The listing below needs to be copied in full, exactly.
━━━━━ Records to use ━━━━━
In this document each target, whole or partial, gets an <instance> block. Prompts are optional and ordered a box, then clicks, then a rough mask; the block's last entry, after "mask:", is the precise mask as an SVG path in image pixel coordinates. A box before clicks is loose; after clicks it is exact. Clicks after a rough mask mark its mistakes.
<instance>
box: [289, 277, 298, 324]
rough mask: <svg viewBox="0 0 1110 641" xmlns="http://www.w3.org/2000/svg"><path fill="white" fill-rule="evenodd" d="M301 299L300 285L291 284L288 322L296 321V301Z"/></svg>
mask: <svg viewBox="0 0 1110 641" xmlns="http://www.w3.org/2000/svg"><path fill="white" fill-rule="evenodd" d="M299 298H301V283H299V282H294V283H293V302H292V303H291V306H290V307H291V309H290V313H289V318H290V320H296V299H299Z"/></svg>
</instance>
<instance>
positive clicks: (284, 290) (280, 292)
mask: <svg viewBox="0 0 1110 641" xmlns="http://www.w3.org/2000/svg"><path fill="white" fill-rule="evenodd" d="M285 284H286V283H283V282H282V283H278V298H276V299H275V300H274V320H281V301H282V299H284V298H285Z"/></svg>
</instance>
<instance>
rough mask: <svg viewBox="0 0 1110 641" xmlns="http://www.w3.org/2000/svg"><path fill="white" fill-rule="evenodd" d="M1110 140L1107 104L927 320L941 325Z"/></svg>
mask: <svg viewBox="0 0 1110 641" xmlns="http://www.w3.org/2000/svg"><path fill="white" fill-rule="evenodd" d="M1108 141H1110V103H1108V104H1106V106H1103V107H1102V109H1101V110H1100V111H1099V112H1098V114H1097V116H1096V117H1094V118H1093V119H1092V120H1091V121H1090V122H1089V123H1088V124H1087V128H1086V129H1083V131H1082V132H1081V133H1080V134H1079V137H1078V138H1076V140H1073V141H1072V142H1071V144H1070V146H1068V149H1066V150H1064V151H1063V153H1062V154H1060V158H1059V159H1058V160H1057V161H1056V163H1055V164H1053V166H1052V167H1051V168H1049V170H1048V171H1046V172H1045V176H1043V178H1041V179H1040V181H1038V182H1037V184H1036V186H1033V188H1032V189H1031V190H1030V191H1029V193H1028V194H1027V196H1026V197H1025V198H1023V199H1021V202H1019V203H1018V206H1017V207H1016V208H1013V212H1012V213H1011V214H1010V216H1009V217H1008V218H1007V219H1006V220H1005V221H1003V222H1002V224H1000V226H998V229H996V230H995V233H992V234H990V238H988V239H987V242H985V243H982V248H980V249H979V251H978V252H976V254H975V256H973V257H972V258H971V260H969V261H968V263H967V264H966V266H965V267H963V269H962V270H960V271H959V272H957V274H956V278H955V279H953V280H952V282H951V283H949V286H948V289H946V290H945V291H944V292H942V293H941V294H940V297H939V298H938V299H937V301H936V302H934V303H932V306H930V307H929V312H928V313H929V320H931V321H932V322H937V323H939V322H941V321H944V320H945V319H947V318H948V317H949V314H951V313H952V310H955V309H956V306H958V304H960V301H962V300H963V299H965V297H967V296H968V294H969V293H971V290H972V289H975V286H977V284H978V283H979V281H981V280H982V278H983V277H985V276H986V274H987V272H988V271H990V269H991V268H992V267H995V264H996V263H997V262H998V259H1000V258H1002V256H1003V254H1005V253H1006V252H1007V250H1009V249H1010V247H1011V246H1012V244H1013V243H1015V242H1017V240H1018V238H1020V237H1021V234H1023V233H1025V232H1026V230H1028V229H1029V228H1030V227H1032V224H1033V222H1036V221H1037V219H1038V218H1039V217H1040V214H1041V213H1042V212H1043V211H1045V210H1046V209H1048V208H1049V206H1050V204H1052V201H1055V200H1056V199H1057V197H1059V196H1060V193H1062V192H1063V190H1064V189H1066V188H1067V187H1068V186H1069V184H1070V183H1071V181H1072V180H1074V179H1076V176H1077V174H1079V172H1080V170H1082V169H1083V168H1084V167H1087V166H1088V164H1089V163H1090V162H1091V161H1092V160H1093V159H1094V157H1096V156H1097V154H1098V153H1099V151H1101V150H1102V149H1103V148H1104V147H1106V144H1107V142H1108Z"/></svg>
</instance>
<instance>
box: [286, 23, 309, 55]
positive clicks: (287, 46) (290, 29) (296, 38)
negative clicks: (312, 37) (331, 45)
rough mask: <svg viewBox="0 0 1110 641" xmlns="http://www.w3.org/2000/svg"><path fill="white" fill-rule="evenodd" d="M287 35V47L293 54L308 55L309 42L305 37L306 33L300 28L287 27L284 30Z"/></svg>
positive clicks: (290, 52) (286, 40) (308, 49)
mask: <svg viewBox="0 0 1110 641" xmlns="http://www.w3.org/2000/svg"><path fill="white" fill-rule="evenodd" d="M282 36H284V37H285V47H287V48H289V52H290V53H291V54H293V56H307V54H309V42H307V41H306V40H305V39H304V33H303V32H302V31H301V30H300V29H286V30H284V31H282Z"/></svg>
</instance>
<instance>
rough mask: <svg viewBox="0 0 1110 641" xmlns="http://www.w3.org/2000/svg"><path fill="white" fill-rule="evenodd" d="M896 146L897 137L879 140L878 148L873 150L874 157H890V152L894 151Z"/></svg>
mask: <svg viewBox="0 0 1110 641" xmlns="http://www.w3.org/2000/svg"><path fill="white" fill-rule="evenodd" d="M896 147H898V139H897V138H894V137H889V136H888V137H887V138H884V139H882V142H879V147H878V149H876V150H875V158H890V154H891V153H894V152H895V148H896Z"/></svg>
━━━━━
• **Output of the exercise**
In this document each target, whole or partial, gets an <instance> block. Prompts are optional and ordered a box, then clicks, then a rough mask; the block's last entry, after "mask:", is the precise mask as an SVG path in image pixel coordinates. A box before clicks is loose; after clicks it is exact. Clicks after a rough mask mark its mistakes.
<instance>
box: [289, 277, 298, 324]
rough mask: <svg viewBox="0 0 1110 641" xmlns="http://www.w3.org/2000/svg"><path fill="white" fill-rule="evenodd" d="M301 299L300 285L291 284L288 322L296 321V301Z"/></svg>
mask: <svg viewBox="0 0 1110 641" xmlns="http://www.w3.org/2000/svg"><path fill="white" fill-rule="evenodd" d="M299 298H301V283H299V282H294V283H293V302H292V303H291V306H290V307H291V309H290V313H289V318H290V320H296V299H299Z"/></svg>
</instance>
<instance>
positive clicks: (284, 290) (280, 292)
mask: <svg viewBox="0 0 1110 641" xmlns="http://www.w3.org/2000/svg"><path fill="white" fill-rule="evenodd" d="M285 284H286V283H283V282H282V283H278V298H276V299H275V300H274V320H281V301H282V299H284V298H285Z"/></svg>
</instance>
<instance>
rough mask: <svg viewBox="0 0 1110 641" xmlns="http://www.w3.org/2000/svg"><path fill="white" fill-rule="evenodd" d="M1110 140L1107 104L927 320L941 325Z"/></svg>
mask: <svg viewBox="0 0 1110 641" xmlns="http://www.w3.org/2000/svg"><path fill="white" fill-rule="evenodd" d="M1108 141H1110V103H1108V104H1106V106H1103V107H1102V109H1101V110H1100V111H1099V112H1098V114H1097V116H1096V117H1094V118H1093V119H1092V120H1091V121H1090V122H1089V123H1088V124H1087V128H1086V129H1083V131H1082V132H1081V133H1080V134H1079V137H1078V138H1076V140H1073V141H1072V142H1071V144H1070V146H1068V149H1066V150H1064V151H1063V153H1062V154H1060V158H1059V159H1058V160H1057V161H1056V163H1055V164H1053V166H1052V167H1051V168H1049V170H1048V171H1046V172H1045V176H1043V178H1041V179H1040V181H1038V182H1037V184H1036V186H1033V188H1032V189H1031V190H1030V191H1029V193H1028V194H1027V196H1026V197H1025V198H1023V199H1021V202H1019V203H1018V206H1017V207H1016V208H1013V212H1012V213H1011V214H1010V216H1009V217H1008V218H1007V219H1006V220H1005V221H1003V222H1002V224H1000V226H998V229H996V230H995V233H992V234H990V238H988V239H987V242H985V243H982V248H980V249H979V251H978V252H976V254H975V256H973V257H972V258H971V260H969V261H968V263H967V264H966V266H965V267H963V269H962V270H960V271H959V272H957V274H956V278H955V279H953V280H952V282H951V283H949V286H948V289H946V290H945V291H944V292H942V293H941V294H940V297H939V298H938V299H937V301H936V302H934V303H932V306H930V307H929V312H928V313H929V320H931V321H932V322H937V323H939V322H941V321H944V320H945V319H947V318H948V317H949V314H951V313H952V310H955V309H956V306H958V304H960V301H962V300H963V299H965V297H967V296H968V294H969V293H971V290H972V289H975V286H977V284H978V283H979V281H981V280H982V278H983V277H985V276H986V274H987V272H988V271H990V269H991V268H992V267H995V264H996V263H997V262H998V259H1000V258H1002V256H1003V254H1005V253H1006V252H1007V250H1009V249H1010V247H1011V246H1012V244H1013V243H1015V242H1017V240H1018V238H1020V237H1021V234H1023V233H1025V232H1026V230H1028V229H1029V228H1030V227H1032V224H1033V222H1036V221H1037V219H1038V218H1039V217H1040V214H1041V213H1042V212H1043V211H1045V210H1046V209H1048V208H1049V206H1050V204H1052V201H1055V200H1056V199H1057V197H1059V196H1060V193H1062V192H1063V190H1064V189H1066V188H1067V187H1068V186H1069V184H1070V183H1071V181H1072V180H1074V179H1076V176H1077V174H1079V172H1080V170H1082V169H1083V168H1084V167H1087V166H1088V164H1089V163H1090V162H1091V161H1092V160H1093V159H1094V157H1096V156H1097V154H1098V153H1099V151H1101V150H1102V149H1103V148H1104V147H1106V144H1107V142H1108Z"/></svg>
</instance>
<instance>
box: [286, 23, 309, 55]
positive clicks: (287, 46) (290, 29) (296, 38)
negative clicks: (312, 37) (331, 45)
rough mask: <svg viewBox="0 0 1110 641" xmlns="http://www.w3.org/2000/svg"><path fill="white" fill-rule="evenodd" d="M287 35V47L293 54L308 55L309 42L305 37L306 33L300 28L287 27L284 30Z"/></svg>
positive clicks: (290, 52) (286, 40) (308, 49)
mask: <svg viewBox="0 0 1110 641" xmlns="http://www.w3.org/2000/svg"><path fill="white" fill-rule="evenodd" d="M282 36H284V37H285V47H287V48H289V52H290V53H291V54H293V56H307V54H309V42H307V41H306V40H305V39H304V33H303V32H302V31H301V30H300V29H286V30H284V31H282Z"/></svg>
</instance>
<instance>
rough mask: <svg viewBox="0 0 1110 641" xmlns="http://www.w3.org/2000/svg"><path fill="white" fill-rule="evenodd" d="M896 146L897 137L879 140L878 148L873 150L874 157H890V152L894 151Z"/></svg>
mask: <svg viewBox="0 0 1110 641" xmlns="http://www.w3.org/2000/svg"><path fill="white" fill-rule="evenodd" d="M896 147H898V139H897V138H894V137H889V136H888V137H887V138H884V139H882V142H879V147H878V149H876V150H875V158H890V154H891V153H894V152H895V148H896Z"/></svg>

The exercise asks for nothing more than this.